Task item - Beneath this line are the data; copy exactly the part of them that opens with the line containing "Target: bride's braided updo" and closes with the line containing "Target: dark doorway", and only that part.
Start of Data for processing
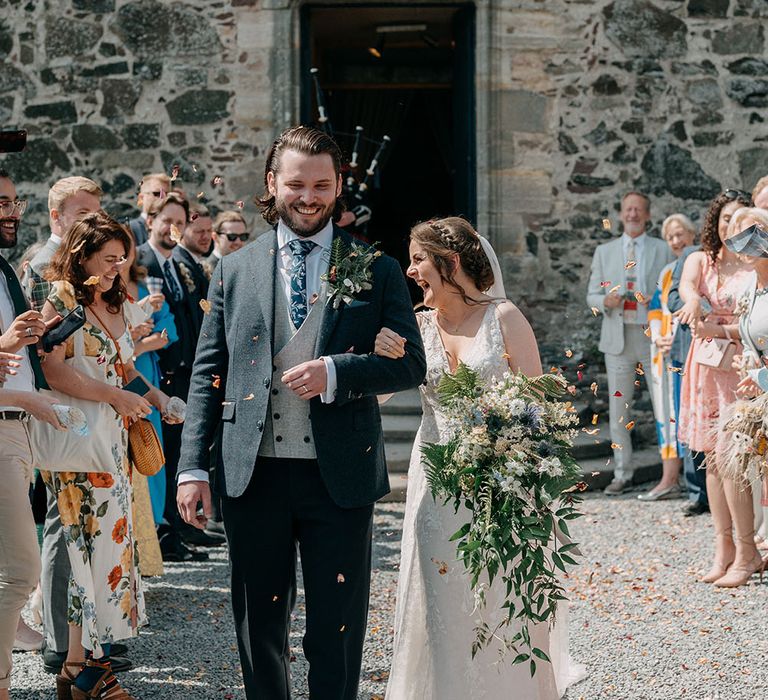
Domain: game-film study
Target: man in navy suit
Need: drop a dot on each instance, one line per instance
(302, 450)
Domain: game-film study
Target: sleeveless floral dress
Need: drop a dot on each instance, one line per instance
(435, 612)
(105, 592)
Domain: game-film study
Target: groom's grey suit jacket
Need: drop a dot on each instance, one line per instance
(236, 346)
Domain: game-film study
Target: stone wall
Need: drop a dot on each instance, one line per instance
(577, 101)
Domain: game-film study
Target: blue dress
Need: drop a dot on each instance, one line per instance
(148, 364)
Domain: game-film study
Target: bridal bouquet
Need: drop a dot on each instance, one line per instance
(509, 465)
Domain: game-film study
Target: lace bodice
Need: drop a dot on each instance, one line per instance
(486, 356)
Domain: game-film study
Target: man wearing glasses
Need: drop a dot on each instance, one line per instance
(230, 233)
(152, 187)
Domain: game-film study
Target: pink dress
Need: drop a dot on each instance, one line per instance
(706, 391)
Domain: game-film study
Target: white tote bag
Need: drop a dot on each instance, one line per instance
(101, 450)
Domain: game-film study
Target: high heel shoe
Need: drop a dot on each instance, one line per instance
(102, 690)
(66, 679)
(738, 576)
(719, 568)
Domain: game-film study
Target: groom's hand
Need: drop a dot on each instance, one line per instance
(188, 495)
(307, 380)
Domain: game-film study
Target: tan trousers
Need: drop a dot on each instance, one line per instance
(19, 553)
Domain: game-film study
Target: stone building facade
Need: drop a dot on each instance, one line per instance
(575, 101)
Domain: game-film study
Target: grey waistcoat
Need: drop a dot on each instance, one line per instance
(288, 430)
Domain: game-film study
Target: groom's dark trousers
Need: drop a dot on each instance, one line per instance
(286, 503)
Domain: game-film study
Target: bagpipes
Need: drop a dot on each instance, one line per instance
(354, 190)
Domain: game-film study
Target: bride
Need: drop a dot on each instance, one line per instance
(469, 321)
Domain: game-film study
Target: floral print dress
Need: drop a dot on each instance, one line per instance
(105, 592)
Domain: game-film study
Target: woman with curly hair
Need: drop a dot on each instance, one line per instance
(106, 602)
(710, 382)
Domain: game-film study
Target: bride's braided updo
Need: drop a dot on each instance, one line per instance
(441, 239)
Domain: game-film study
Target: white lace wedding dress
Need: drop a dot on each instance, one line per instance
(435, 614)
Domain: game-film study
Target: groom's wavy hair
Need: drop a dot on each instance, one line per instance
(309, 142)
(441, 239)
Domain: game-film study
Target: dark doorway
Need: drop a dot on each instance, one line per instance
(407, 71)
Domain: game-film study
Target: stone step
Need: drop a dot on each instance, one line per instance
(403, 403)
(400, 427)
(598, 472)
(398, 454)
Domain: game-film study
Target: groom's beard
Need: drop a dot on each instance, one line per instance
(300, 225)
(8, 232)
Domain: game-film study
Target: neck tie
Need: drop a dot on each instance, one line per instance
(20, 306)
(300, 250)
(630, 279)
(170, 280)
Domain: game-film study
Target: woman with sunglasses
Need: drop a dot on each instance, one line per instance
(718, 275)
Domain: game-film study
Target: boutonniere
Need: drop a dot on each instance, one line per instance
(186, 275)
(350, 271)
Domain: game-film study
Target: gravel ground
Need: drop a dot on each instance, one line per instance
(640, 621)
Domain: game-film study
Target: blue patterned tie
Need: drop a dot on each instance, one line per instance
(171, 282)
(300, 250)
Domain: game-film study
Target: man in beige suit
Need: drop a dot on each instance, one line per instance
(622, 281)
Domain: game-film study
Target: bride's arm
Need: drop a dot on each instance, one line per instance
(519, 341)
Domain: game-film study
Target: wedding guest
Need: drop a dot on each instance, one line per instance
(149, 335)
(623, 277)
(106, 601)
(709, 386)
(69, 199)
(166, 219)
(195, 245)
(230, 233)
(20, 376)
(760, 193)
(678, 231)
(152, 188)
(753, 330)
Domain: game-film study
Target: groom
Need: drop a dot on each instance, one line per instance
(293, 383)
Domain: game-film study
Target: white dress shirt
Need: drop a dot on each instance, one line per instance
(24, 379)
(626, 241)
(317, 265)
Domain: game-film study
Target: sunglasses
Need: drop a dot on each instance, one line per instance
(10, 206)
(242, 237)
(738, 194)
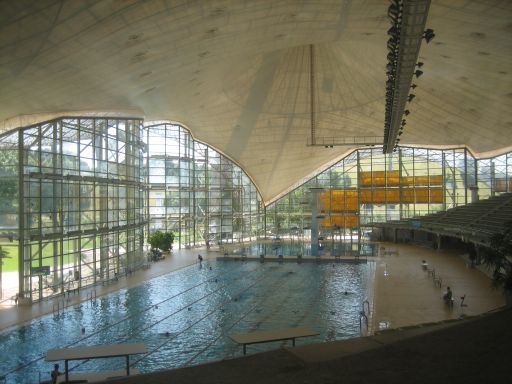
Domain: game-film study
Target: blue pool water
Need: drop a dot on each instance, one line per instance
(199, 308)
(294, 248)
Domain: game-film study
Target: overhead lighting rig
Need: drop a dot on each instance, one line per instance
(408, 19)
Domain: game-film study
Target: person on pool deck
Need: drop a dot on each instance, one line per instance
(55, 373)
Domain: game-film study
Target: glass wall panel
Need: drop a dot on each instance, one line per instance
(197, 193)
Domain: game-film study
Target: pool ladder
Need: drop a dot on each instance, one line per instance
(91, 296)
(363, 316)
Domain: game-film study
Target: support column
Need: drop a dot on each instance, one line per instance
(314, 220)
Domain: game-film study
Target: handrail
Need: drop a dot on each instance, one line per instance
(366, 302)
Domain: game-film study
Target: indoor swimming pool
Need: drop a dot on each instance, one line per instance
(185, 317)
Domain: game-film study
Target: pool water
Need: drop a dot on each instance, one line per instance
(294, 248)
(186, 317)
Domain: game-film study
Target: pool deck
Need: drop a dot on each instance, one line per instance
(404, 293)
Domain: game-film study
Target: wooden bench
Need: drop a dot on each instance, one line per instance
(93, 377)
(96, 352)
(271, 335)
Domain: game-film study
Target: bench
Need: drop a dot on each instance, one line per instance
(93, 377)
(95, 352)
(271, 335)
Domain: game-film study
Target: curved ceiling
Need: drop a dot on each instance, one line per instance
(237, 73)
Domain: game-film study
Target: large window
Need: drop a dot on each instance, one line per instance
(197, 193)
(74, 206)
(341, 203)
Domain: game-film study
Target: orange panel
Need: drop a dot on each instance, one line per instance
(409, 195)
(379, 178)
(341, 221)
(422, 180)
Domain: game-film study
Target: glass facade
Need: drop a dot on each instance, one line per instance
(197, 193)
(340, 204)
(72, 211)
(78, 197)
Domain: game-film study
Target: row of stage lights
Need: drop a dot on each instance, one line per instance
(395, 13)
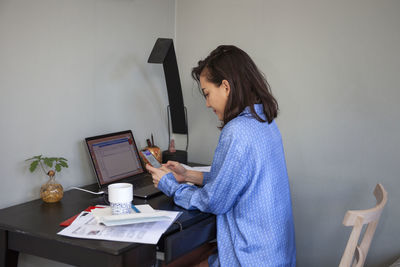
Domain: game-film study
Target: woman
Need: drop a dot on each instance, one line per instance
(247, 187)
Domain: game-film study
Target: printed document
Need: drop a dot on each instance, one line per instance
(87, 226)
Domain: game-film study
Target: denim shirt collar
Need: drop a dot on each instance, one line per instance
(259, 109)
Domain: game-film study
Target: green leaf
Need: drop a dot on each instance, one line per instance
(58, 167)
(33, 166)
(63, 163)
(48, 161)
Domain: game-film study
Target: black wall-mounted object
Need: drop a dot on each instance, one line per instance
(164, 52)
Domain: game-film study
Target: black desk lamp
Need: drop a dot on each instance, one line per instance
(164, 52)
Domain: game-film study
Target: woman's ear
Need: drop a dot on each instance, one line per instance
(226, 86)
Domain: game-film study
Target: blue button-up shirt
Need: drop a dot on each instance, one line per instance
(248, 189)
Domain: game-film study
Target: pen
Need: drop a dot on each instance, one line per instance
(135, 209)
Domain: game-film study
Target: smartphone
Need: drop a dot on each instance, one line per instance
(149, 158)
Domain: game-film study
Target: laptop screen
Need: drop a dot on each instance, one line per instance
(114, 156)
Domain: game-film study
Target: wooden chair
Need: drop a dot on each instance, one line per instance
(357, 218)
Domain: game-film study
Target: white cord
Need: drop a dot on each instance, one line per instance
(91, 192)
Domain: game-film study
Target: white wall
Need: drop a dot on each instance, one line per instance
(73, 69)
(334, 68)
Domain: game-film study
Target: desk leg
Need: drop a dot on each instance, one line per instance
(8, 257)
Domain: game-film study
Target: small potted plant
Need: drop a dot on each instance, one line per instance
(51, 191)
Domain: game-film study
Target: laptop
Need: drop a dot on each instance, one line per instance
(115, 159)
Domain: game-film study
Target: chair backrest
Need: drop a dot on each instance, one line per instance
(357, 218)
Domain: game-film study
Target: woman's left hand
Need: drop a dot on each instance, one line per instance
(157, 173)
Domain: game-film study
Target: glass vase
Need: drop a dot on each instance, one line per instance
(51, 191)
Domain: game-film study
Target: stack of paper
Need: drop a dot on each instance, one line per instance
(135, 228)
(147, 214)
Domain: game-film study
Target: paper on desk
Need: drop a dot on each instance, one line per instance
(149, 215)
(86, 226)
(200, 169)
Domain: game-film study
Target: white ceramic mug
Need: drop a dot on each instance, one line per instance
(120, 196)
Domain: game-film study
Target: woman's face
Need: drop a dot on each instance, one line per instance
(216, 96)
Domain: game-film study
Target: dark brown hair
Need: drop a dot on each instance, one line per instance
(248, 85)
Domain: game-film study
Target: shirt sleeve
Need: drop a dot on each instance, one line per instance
End of Data for processing
Reply to the exercise -
Target: bride's braided updo
Need: drop a dot on each instance, one line per instance
(441, 239)
Domain: game-film study
Target: white lace wedding dress
Need: drop a dot on each instance, one line per instance
(435, 614)
Domain: game-film study
Target: groom's wavy hair
Need: drop a dot on each instance, one line per instance
(309, 142)
(441, 239)
Domain: game-film study
Target: dark doorway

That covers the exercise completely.